_What is asked_. Render every line of the records below as a Markdown table with the columns Row and Line, numbering the rows in order and leaving out any blank lines.

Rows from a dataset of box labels
□ □ □ □ □ □ □

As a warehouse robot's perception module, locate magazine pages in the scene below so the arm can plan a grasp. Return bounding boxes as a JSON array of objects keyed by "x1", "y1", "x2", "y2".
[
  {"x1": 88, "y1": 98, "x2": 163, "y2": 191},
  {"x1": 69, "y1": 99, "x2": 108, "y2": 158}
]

□ □ □ □ □ □ □

_Solved problem_.
| Row | Line |
|---|---|
| 1 | As a warehouse robot's perception module, locate magazine pages in the scene below so the arm can plan a grasp. Return bounding boxes as a JSON array of objects keyed by "x1", "y1", "x2", "y2". |
| 2 | [ |
| 3 |   {"x1": 88, "y1": 98, "x2": 163, "y2": 191}, |
| 4 |   {"x1": 69, "y1": 99, "x2": 108, "y2": 158} |
| 5 | ] |